INPUT DATA →
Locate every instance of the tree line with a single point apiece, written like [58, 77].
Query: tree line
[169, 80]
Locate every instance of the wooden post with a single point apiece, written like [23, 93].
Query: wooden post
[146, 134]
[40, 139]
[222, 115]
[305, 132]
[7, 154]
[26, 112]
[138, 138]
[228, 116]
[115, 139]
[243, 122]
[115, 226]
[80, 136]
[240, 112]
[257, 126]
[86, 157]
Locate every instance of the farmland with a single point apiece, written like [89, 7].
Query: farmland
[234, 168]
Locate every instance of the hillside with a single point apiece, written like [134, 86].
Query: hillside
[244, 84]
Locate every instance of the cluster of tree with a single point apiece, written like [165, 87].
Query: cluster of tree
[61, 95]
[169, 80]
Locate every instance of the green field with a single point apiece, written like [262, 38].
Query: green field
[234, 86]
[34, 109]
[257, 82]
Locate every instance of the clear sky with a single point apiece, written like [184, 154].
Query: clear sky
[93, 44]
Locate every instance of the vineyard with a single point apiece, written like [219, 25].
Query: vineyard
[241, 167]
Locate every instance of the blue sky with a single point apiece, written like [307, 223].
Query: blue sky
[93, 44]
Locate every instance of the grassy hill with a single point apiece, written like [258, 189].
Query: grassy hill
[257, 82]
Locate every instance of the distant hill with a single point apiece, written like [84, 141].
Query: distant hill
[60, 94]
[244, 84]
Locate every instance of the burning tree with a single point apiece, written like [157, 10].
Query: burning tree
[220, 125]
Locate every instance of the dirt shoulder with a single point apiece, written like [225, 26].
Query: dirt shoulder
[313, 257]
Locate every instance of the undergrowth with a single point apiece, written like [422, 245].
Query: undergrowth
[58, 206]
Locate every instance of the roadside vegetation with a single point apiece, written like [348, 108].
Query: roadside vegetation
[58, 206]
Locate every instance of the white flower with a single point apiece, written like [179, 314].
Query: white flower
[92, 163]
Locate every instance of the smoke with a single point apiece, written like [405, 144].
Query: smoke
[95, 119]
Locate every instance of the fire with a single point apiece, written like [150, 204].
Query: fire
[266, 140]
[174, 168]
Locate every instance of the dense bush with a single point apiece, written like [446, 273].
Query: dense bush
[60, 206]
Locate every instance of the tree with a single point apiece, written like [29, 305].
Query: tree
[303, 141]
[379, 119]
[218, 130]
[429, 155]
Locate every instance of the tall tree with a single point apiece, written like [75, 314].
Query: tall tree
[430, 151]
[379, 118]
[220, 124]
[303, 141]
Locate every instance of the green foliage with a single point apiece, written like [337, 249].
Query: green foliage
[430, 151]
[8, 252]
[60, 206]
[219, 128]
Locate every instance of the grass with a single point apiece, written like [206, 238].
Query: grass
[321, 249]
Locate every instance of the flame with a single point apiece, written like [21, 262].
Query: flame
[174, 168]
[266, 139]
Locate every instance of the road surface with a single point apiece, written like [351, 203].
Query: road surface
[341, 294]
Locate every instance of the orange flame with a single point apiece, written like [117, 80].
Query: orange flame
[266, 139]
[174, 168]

...

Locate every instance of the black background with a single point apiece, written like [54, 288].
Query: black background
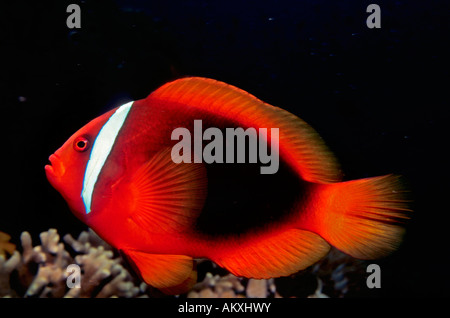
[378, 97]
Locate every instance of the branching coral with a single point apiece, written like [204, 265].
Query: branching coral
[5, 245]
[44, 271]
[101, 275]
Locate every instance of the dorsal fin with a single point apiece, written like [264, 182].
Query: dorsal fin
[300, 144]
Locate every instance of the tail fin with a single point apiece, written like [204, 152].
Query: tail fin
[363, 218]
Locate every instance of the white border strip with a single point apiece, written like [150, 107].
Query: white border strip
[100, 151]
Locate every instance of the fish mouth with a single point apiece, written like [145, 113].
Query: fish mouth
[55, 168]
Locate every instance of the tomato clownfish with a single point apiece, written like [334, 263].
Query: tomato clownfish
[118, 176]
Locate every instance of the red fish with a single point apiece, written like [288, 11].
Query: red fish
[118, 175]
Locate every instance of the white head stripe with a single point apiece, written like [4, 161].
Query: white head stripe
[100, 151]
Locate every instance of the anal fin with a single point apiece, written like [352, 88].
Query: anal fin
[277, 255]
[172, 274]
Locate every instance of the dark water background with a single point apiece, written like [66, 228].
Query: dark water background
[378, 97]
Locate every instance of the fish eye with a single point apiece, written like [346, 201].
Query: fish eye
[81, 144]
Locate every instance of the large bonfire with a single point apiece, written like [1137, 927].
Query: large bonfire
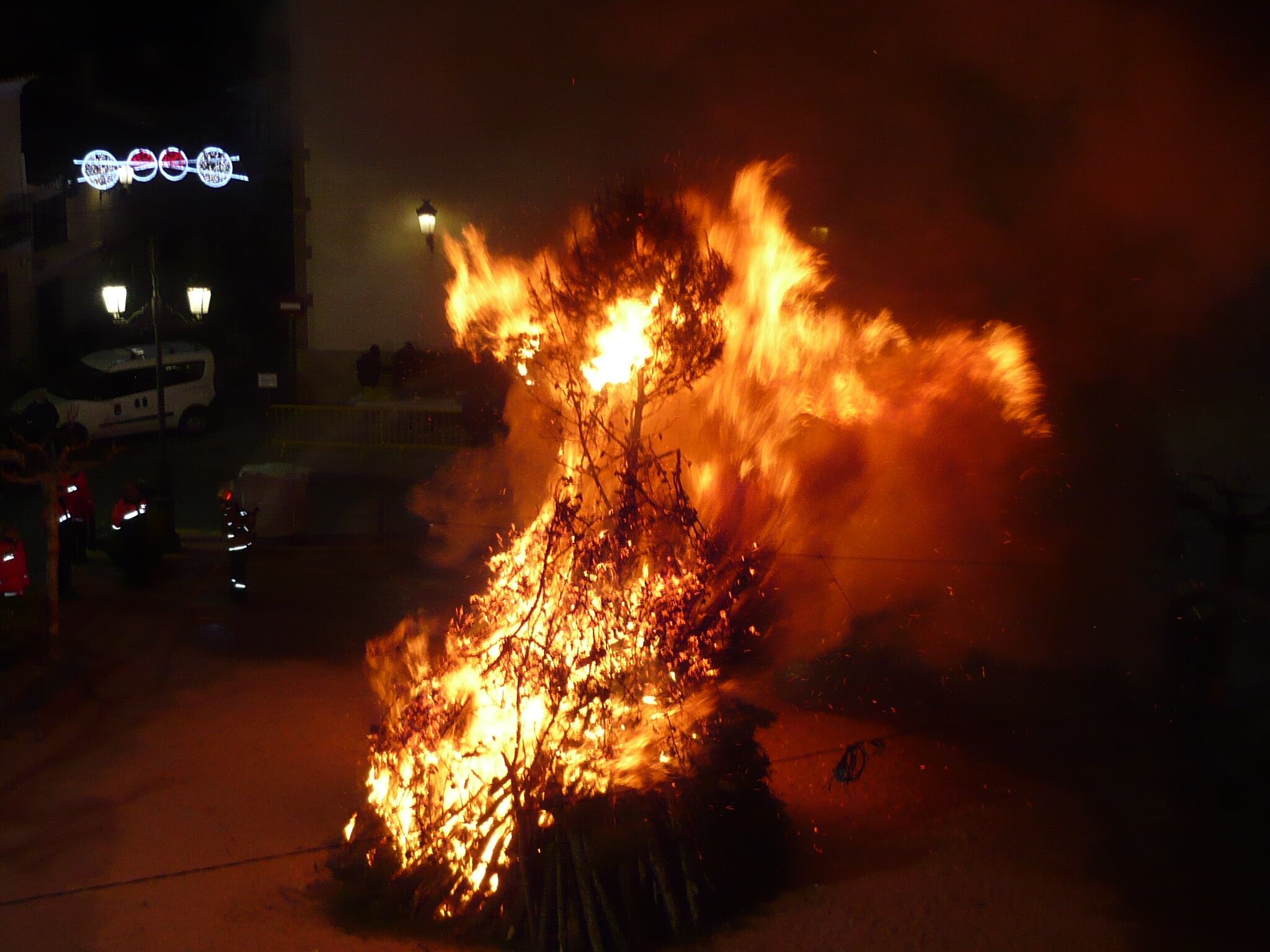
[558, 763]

DO THIS →
Return every line above that contains the string "dirt".

FULL RESPONSE →
Locate every instance of the dirt shoulder with a single point apiece, written like [225, 26].
Query: dirt shoulder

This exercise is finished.